Items from a data source
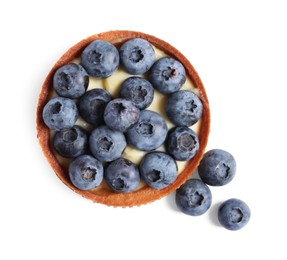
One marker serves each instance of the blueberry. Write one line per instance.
(167, 75)
(122, 175)
(71, 142)
(121, 114)
(149, 132)
(217, 167)
(60, 113)
(106, 144)
(234, 214)
(92, 105)
(86, 172)
(137, 56)
(100, 59)
(184, 108)
(158, 169)
(71, 81)
(182, 143)
(193, 197)
(138, 90)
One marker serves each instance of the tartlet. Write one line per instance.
(104, 194)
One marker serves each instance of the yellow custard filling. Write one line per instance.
(112, 85)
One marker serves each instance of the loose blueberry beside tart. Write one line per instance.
(123, 118)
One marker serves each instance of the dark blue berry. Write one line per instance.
(106, 144)
(182, 143)
(71, 142)
(158, 169)
(86, 172)
(137, 56)
(149, 132)
(100, 59)
(92, 105)
(121, 114)
(60, 113)
(184, 108)
(167, 75)
(193, 197)
(71, 81)
(234, 214)
(138, 90)
(217, 167)
(122, 175)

→ Task description
Convert the items above into a two-column CSV with a header row naming the columns "prompt" and "points", one row per item: the item's text under "prompt" and its answer under "points", each in a single quoted field with line breaks replaced by spaces. Omit the pictures.

→ Exercise response
prompt,points
"One marker serves each instance of the blueberry. Write one line per instance.","(167, 75) (122, 175) (71, 142) (121, 114) (149, 132) (217, 167) (60, 113) (106, 144) (234, 214) (92, 105) (86, 172) (137, 56) (100, 59) (184, 108) (158, 169) (71, 81) (182, 143) (193, 197) (138, 90)"
"One marker serves each instance of the tartlet. Write one line per instance.","(104, 194)"
"One marker serves each instance of the yellow custard filling. Write one line per instance.","(112, 85)"
"One marker serves each instance of the loose blueberry beside tart. Write one line per instance.","(123, 118)"
"One marker serves each instance of the dark blue berry. Write one line per instance.","(106, 144) (182, 143) (71, 142) (158, 169) (86, 172) (137, 56) (149, 132) (100, 59) (92, 105) (121, 114) (60, 113) (184, 108) (167, 75) (193, 197) (71, 81) (234, 214) (138, 90) (217, 167) (122, 175)"